Supplied passage.
━━━━━━━━
The dry air of winter months often brings fun little white flakes that manage to dot dark winter wardrobe at the most inappropriate of times. Yes, we’re talking dandruff here folks and it’s an embarrassing itch that simply needs to go away!
Between arid winter air, blasting heaters, less frequent brushing or shampooing (you know it happens), and regular use of circulation stomping woolen hats, colder months seem to be the most active season for the scratchy matter.
In addition to the contagious fungal form of dandruff, flakes can also be caused by a buildup of hair products, improper diet, use of certain medications or aggravated by high amounts of stress. There are also hormonal, hereditary and allergic issues to take into consideration but those may be best left up to your doctor for treatment.
Here are some suggestions for combating flakes:
During winter days, consider using a humidifier at home. This will reduce the dryness level in the environment and will put moisture back into the air. When using a humidifier be sure to clean and dry the appliance regularly or else it can form mold and cause issues to your health.
It has been found that a diet rich in zinc, B vitamins, and certain fats can help control dandruff to some degree. With that in mind, try to consume more cold-water fish, flax seeds, walnuts, eggs, and leafy green vegetables.
In some cases, overuse or improper use of some styling aides cause their own flaking. In this case, ask your hairstylist to help you learn how to use the product without causing any flaking. In other cases, hair styling products can be drying or can aggravate the problem of dandruff even more. In that case, consider holding off on using these products until the flakes have diminished.
━━━━━━━━
Given entries.
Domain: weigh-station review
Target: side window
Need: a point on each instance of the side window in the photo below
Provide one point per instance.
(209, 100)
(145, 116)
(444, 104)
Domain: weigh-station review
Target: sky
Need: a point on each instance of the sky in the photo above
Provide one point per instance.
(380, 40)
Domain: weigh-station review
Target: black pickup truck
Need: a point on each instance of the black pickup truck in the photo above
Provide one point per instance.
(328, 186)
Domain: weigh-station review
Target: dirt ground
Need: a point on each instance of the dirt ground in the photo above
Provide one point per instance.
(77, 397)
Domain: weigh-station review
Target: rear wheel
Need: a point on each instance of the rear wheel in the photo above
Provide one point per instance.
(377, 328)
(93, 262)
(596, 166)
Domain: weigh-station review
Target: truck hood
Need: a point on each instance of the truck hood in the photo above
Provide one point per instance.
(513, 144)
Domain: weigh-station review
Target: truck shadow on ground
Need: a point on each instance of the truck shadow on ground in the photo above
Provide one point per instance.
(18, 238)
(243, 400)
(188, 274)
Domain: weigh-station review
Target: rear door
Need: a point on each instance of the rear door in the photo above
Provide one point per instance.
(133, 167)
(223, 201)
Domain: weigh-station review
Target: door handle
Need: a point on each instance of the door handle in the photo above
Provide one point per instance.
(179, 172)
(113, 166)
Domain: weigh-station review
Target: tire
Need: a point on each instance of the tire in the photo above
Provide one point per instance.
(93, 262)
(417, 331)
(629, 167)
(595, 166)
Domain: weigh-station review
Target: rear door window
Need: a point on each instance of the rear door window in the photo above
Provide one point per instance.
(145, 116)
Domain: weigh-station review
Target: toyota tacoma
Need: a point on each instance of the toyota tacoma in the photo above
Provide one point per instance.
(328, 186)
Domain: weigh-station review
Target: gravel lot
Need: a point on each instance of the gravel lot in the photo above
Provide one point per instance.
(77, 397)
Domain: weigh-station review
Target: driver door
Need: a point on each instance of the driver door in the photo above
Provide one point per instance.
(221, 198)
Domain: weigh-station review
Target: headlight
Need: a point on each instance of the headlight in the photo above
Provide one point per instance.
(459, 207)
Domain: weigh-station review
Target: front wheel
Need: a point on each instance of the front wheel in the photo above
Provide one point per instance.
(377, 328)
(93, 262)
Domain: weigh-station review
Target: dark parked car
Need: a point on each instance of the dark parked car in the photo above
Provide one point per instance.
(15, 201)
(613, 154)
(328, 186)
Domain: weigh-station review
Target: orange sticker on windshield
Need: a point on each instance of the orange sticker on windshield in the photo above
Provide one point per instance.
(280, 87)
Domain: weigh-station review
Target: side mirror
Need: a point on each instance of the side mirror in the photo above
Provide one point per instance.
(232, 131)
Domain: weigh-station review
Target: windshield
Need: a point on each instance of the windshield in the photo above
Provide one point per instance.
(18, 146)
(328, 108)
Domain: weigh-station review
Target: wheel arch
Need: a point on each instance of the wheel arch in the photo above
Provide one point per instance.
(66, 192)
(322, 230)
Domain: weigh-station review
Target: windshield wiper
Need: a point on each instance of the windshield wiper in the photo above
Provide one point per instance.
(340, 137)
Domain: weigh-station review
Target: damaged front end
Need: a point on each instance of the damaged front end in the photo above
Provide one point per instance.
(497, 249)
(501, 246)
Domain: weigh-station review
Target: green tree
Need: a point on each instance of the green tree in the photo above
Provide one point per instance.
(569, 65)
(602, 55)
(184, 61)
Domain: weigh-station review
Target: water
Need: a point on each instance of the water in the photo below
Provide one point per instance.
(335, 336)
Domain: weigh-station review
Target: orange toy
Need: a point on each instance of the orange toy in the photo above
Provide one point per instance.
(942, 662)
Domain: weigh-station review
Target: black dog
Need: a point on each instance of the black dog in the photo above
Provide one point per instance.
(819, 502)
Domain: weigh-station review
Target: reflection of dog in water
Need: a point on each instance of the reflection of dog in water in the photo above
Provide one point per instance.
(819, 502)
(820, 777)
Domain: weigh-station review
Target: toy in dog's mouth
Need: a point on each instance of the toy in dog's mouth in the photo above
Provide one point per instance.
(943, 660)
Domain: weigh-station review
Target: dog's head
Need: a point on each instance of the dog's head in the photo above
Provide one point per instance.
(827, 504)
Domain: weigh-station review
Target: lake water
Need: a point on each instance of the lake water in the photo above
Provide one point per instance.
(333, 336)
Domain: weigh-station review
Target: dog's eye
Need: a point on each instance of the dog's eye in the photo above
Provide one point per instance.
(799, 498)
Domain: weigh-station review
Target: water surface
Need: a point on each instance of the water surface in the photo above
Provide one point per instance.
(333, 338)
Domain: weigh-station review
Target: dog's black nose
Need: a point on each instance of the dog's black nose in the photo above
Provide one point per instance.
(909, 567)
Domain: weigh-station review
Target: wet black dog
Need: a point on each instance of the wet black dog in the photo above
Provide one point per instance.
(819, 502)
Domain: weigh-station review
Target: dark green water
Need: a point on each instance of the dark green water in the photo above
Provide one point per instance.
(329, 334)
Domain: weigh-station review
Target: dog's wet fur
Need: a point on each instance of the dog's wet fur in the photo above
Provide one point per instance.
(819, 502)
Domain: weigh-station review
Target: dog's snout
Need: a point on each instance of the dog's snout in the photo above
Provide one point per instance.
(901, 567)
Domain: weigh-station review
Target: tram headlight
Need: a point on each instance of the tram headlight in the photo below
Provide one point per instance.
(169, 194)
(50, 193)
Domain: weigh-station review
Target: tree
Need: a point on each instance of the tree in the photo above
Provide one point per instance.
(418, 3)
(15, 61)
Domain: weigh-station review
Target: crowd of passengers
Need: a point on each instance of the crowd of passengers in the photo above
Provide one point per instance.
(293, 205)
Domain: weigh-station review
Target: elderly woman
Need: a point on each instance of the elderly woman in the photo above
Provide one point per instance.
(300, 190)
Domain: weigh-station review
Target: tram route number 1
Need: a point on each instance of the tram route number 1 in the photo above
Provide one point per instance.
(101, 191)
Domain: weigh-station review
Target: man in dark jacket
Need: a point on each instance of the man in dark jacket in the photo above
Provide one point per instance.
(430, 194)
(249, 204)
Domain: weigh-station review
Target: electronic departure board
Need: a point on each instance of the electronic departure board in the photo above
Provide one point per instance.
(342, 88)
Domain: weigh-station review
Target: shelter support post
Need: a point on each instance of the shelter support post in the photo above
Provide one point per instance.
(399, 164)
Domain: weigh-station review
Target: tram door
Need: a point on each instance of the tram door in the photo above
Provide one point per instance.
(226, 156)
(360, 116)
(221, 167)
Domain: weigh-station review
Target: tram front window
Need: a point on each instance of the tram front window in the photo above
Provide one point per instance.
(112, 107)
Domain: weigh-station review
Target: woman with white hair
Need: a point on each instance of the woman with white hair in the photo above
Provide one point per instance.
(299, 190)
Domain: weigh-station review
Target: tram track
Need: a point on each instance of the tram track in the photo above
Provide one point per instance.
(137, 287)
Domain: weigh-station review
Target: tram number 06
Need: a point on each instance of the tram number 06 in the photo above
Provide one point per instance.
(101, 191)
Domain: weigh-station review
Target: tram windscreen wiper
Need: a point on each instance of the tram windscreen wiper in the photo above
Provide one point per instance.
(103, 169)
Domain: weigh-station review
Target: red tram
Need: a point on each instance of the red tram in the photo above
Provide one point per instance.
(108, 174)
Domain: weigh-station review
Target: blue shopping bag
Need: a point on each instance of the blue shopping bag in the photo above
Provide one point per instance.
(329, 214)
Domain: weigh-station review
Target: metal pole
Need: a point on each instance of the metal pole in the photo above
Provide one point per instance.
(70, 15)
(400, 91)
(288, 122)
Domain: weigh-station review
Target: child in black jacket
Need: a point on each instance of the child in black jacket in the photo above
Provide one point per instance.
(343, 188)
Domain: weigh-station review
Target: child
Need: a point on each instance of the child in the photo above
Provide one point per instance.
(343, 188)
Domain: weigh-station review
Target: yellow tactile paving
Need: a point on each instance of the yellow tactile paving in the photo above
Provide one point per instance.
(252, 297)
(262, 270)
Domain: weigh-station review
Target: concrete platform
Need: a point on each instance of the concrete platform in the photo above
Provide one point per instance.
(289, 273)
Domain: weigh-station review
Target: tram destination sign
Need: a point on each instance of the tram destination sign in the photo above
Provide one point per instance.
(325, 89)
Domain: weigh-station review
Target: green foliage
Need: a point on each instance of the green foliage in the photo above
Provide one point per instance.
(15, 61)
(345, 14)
━━━━━━━━
Required actions.
1) Duplicate everything in the dandruff text from "In some cases, overuse" down to "flakes have diminished.".
2) Finish out the next part of the dandruff text, picking up after its last sentence.

Answers for the exercise.
1)
In some cases, overuse or improper use of some styling aides cause their own flaking. In this case, ask your hairstylist to help you learn how to use the product without causing any flaking. In other cases, hair styling products can be drying or can aggravate the problem of dandruff even more. In that case, consider holding off on using these products until the flakes have diminished.

2)
Too much stress can aggravate dandruff. So, learn how to manage stressful situations by practicing yoga, meditating, listening to soft music, or whatever stress-busting method works best for you.
Regular shampooing is highly essential to keep your scalp healthy and free of dandruff or any type of flaking. It’s suggested to use a dandruff shampoo and massage your scalp gently when washing. In addition to the cleansing effects during shampooing, the massaging action helps to remove dead skin cells and stimulates the circulation in your scalp, which helps increase the reproduction of new cells.
You’ll want to choose a shampoo with active ingredients that specifically inhibits dandruff. Look for such ingredients as coal tar, zinc pyrithione, selenium sulfide, ketoconazole, and salicylic acid. Natural ingredients such as tea tree oil have also proven to be highly effective in stabilizing scalp conditions, including too much sebum production (which usually causes oily scalp) or for combating psoriasis, eczema, and dandruff.
Here are a few anti-dandruff solutions to consider.
If after several weeks of at-home treatment you still have flakes or an itchy scalp, or if any of the treatments cause further irritation, stop using and consult a doctor or a dermatologist.